[What to do] Reproduce the listing below line for line, leaving every character unchanged.

[Record excerpts]
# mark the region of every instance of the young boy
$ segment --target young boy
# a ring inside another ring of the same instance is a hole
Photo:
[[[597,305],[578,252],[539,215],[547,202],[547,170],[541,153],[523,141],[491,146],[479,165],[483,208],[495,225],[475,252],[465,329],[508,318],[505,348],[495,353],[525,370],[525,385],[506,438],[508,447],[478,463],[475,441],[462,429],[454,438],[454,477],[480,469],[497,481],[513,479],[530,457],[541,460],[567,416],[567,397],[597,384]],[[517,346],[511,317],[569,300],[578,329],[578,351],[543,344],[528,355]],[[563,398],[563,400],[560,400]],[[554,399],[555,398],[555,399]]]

[Result for this exercise]
# mark the region of every instance of the young boy
$ segment --target young boy
# a ring inside another ring of the same instance is a hole
Photo:
[[[597,305],[578,252],[539,215],[547,202],[547,170],[541,153],[523,141],[491,146],[479,165],[483,208],[495,225],[475,252],[465,329],[508,318],[505,348],[495,353],[525,370],[525,385],[506,438],[508,447],[478,463],[475,441],[462,429],[454,438],[454,477],[480,469],[497,481],[513,479],[530,457],[541,460],[567,416],[567,397],[597,384]],[[517,346],[511,317],[569,300],[578,329],[578,351],[543,344],[528,355]],[[563,398],[563,400],[560,400]],[[554,399],[555,398],[555,399]]]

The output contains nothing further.